* _Short exercise_:
Could you give the data below again, exactly and completely?

[Start Records]

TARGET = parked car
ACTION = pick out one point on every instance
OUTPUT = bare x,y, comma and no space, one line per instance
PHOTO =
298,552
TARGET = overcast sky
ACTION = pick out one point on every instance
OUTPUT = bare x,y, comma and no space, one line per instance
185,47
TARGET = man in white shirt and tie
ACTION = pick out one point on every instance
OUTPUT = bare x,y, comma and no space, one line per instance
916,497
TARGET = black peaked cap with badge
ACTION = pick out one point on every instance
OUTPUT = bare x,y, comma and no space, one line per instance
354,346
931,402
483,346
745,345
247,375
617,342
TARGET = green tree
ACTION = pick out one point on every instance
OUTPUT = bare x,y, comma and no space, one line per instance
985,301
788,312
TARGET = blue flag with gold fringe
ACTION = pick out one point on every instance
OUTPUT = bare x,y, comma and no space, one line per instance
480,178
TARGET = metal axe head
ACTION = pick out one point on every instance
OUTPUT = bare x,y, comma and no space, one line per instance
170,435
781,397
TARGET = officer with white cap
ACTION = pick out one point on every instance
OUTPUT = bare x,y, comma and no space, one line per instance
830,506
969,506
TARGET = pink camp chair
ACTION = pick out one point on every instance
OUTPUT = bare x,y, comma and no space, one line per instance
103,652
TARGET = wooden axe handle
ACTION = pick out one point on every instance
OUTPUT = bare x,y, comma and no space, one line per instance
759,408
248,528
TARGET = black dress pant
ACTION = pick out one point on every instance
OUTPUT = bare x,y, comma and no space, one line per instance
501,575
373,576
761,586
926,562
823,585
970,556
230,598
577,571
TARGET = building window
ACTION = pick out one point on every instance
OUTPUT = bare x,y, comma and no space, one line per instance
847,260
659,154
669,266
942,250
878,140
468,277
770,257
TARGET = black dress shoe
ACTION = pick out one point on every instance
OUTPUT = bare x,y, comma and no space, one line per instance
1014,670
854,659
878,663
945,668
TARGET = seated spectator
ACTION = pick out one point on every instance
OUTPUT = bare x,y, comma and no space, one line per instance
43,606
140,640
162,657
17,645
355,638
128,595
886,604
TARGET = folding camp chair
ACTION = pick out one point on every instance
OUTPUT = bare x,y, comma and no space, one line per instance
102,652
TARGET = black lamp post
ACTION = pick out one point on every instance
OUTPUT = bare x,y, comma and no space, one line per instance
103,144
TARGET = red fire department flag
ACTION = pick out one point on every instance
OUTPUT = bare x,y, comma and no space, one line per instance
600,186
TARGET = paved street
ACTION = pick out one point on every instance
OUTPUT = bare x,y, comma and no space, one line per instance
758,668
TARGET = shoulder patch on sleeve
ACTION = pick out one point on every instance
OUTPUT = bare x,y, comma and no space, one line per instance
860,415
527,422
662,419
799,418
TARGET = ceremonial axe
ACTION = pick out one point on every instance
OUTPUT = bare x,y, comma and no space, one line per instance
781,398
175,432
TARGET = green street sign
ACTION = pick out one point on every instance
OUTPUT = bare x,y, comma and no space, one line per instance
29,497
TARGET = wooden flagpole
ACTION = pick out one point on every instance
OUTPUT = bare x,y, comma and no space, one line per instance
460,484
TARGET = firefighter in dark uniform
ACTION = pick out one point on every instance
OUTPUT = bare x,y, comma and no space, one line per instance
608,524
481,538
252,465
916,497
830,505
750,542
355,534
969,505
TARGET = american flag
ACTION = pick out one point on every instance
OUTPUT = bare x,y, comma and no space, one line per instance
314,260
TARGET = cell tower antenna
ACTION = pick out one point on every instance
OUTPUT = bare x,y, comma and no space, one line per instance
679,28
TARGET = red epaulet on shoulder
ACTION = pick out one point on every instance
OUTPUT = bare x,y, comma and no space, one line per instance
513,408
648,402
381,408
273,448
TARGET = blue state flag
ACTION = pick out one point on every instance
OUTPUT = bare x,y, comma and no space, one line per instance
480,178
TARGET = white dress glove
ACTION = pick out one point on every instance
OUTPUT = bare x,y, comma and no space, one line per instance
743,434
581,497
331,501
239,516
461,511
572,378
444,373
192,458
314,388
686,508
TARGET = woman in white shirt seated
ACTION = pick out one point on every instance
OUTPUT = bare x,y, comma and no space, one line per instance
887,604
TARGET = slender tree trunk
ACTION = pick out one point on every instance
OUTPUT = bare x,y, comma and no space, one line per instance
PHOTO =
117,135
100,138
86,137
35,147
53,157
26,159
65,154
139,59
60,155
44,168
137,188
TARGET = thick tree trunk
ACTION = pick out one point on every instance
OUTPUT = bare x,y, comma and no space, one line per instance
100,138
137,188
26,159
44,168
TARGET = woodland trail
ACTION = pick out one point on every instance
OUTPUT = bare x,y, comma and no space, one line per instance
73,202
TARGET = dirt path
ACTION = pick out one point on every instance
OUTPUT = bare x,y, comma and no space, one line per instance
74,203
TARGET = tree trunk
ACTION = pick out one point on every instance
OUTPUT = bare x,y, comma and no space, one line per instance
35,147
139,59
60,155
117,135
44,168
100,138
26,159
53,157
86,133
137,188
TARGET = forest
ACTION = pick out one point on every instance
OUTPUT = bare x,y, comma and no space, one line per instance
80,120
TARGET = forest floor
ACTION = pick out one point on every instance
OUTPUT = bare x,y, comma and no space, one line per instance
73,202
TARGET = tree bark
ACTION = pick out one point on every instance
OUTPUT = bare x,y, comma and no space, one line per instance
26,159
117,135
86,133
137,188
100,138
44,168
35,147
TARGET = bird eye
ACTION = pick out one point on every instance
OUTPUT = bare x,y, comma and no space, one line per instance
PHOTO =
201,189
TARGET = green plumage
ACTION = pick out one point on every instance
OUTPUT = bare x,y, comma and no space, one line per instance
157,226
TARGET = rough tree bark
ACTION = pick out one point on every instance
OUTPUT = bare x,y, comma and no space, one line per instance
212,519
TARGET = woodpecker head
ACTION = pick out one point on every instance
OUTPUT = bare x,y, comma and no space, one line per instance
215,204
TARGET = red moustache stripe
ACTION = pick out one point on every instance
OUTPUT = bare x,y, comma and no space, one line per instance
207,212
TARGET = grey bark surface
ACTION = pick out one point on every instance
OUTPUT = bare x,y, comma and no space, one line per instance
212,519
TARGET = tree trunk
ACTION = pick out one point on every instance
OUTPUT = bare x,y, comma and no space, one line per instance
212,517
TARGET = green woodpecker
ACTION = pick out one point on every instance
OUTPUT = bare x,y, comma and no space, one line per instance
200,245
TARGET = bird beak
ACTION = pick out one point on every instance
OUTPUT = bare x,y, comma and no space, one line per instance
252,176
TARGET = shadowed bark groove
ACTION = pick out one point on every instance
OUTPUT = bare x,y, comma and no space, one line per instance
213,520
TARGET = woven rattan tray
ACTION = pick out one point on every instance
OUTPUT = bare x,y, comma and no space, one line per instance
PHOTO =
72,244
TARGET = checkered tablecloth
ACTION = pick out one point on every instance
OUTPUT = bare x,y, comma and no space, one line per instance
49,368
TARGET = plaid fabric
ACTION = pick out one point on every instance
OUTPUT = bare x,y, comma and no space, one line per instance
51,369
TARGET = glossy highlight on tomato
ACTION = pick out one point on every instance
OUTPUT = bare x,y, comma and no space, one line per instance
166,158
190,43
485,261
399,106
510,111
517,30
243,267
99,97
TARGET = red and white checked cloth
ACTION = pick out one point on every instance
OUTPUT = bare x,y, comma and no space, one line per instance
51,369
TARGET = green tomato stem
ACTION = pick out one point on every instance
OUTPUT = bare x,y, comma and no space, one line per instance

[End Records]

* _Exercise answer_:
TARGET = parked car
ACTION = pick out one point on every instance
OUTPUT = bare x,y, comma and no space, one line per instance
PHOTO =
298,552
TARGET = overcast sky
ACTION = pick out one point on every instance
OUTPUT = bare x,y, comma and no space, one line per instance
185,47
TARGET = man in white shirt and tie
ACTION = pick out one point on every instance
OUTPUT = bare x,y, comma and no space, one line per instance
916,497
TARGET = black peaked cap with badge
ACTION = pick out one point on every instance
OUTPUT = bare x,y, comma and no space, one line per instance
354,346
931,402
483,346
745,345
247,375
617,342
TARGET = green tree
ACTION = pick out one point on every instance
OUTPUT = bare x,y, comma and no space, one line per instance
985,301
788,312
TARGET = blue flag with gold fringe
ACTION = pick out one point on every instance
OUTPUT = bare x,y, comma and no space, one line per instance
480,178
TARGET = metal axe head
ACTION = pick out one point on every instance
OUTPUT = bare x,y, comma and no space, one line per instance
170,435
781,397
TARGET = officer with white cap
ACTION = pick out one point on every instance
OUTPUT = bare x,y, comma and no space, one line per instance
830,506
969,506
TARGET = pink camp chair
ACTION = pick out one point on every instance
OUTPUT = bare x,y, comma and no space, one line per instance
103,652
TARGET = wooden axe handle
ACTION = pick out one point on every instance
OUTPUT = bare x,y, comma and no space, one line per instance
759,408
248,528
TARGET = black dress pant
ACTION = pick out one point on every instance
OUTPUT = bare x,y, comma and no space, one line per instance
501,575
373,576
761,586
926,562
823,585
970,556
230,598
577,571
TARGET = building window
ACTION = pick out one point on every instance
OUTPUT = bare x,y, comma and no space, one line per instance
847,260
659,154
669,266
942,250
878,140
468,277
770,257
TARGET = black dress shoe
ACTION = pick out one point on every instance
OUTPUT = bare x,y, comma and no space, one line per instance
1014,670
854,659
878,663
945,668
TARGET = seated spectator
ACTION = pick out one point on every instance
OUTPUT = bare x,y, comma and no space, one line per instance
43,606
140,640
162,657
17,645
355,638
128,595
886,604
TARGET = folding camp chair
ACTION = pick out one point on every instance
OUTPUT = bare x,y, comma and no space, one line per instance
102,652
TARGET = black lamp post
ACTION = pick out one point on every instance
OUTPUT = bare x,y, comma and no space, one line per instance
103,144
TARGET = red fire department flag
ACTION = pick out one point on every instance
OUTPUT = bare x,y, comma and no space, one line per instance
600,186
TARGET = paved street
ACTION = pick out one point on every instance
OUTPUT = bare x,y, comma and no space, one line per instance
758,668
TARGET = shoulder patch on sleeve
ACTION = pick out one point on every instance
OUTPUT = bare x,y, comma and no space, one line per instance
860,415
527,422
662,419
799,418
TARGET = ceremonial axe
ACTION = pick out one point on every instance
OUTPUT = bare x,y, comma and no space, one line per instance
781,398
175,432
TARGET = green street sign
ACTION = pick out one point on every instance
OUTPUT = bare x,y, comma and no space, one line per instance
29,497
TARGET = wooden flagpole
ACTION = pick out one point on every instance
OUTPUT = bare x,y, comma and no space, one line per instance
460,484
TARGET = firefighter in dark uniform
ACTION = pick out one point on every instance
OUTPUT = bare x,y, comma and no space, one line per instance
608,524
481,538
252,465
916,497
830,505
750,542
355,534
969,505
TARGET = american flag
ACTION = pick out one point on every instance
OUTPUT = bare x,y, comma and no space, one line per instance
314,260
TARGET = cell tower antenna
ACTION = pick out one point on every instance
OUTPUT = bare x,y, comma and no space, one line per instance
679,28
TARGET = red epaulet on shoulder
ACTION = pick out one point on every instance
OUTPUT = bare x,y, comma and no space, one line per instance
513,408
648,402
381,408
273,448
TARGET = blue state flag
ACTION = pick out one point on every instance
OUTPUT = bare x,y, comma and no space, one line per instance
480,178
TARGET = white dress glove
ACTION = pick out one point on every instance
OUTPUT = bare x,y, comma and no space, one line per instance
743,434
581,497
331,501
239,516
461,511
572,378
444,373
192,458
314,388
686,508
TARGET = woman in white shirt seated
ACTION = pick out one point on every instance
OUTPUT = bare x,y, comma and no space, one line per instance
887,604
TARGET = slender tree trunk
ACTION = pick out one point on every instance
OUTPUT = bare x,y, comma and no space, one line per instance
PHOTO =
117,135
100,138
86,137
35,147
53,157
26,159
65,154
139,59
60,155
44,168
137,188
TARGET = thick tree trunk
ACTION = pick out one point on every instance
OUTPUT = bare x,y, comma and no space, one line per instance
100,138
137,188
26,159
44,168
TARGET = woodland trail
ACTION = pick out one point on every instance
OUTPUT = bare x,y, comma and no space, one line per instance
73,202
TARGET = dirt path
ACTION = pick out one point on every instance
OUTPUT = bare x,y, comma and no space, one line per instance
74,203
TARGET = tree trunk
ACTION = pick out one point on every instance
OUTPUT = bare x,y, comma and no space, one line per instance
35,147
139,59
60,155
117,135
44,168
100,138
26,159
53,157
86,133
137,188
TARGET = forest
ACTION = pick out one point on every instance
OUTPUT = bare x,y, comma and no space, one line per instance
80,120
TARGET = forest floor
ACTION = pick out one point on every instance
OUTPUT = bare x,y, comma and no space, one line per instance
73,202
TARGET = tree bark
ACTION = pick out one point on every instance
OUTPUT = bare x,y, comma and no space, one line per instance
26,159
117,135
86,133
137,188
100,138
44,168
35,147
TARGET = bird eye
ACTION = pick out one point on every instance
OUTPUT = bare x,y, comma and no space, one line per instance
PHOTO =
201,189
TARGET = green plumage
ACTION = pick out one point on every instance
OUTPUT = bare x,y, comma and no space, one line per instance
157,226
TARGET = rough tree bark
ACTION = pick out one point on every instance
OUTPUT = bare x,y, comma and no space, one line per instance
212,519
TARGET = woodpecker head
ACTION = pick out one point on every instance
OUTPUT = bare x,y, comma and no space, one line per instance
215,204
TARGET = red moustache stripe
ACTION = pick out one point on every instance
OUTPUT = bare x,y, comma and no space, one line per instance
207,212
TARGET = grey bark surface
ACTION = pick out one point on every instance
OUTPUT = bare x,y, comma and no space, one line per instance
212,519
TARGET = tree trunk
ACTION = pick out one point on every instance
OUTPUT = bare x,y, comma and no space, one line per instance
212,517
TARGET = green woodpecker
ACTION = pick out one point on every instance
OUTPUT = bare x,y, comma and no space, one line per instance
200,245
TARGET = bird beak
ACTION = pick out one point on every instance
OUTPUT = bare x,y, comma and no space, one line per instance
252,176
TARGET = shadowed bark groove
ACTION = pick out one point on every instance
OUTPUT = bare x,y, comma and no space, one line per instance
213,520
TARGET = woven rattan tray
ACTION = pick out one point on every instance
OUTPUT = bare x,y, comma and no space, one line per instance
PHOTO =
72,244
TARGET = checkered tablecloth
ACTION = pick out one point on every instance
OUTPUT = bare x,y, comma and no space, one line per instance
49,368
TARGET = plaid fabric
ACTION = pick out one point on every instance
OUTPUT = bare x,y, comma and no space, one line per instance
51,369
TARGET = glossy highlight on tomato
ACTION = pick out one point on every instance
OUTPUT = bare x,y, comma and no space, one line per instance
166,158
190,43
485,261
399,106
510,111
517,30
243,267
99,97
TARGET = red and white checked cloth
ACTION = pick out one point on every instance
OUTPUT = bare x,y, comma and no space, one line per instance
51,369
TARGET = green tomato stem
ACTION = pick out one point on every instance
OUTPUT = bare x,y, comma and no space, one line per instance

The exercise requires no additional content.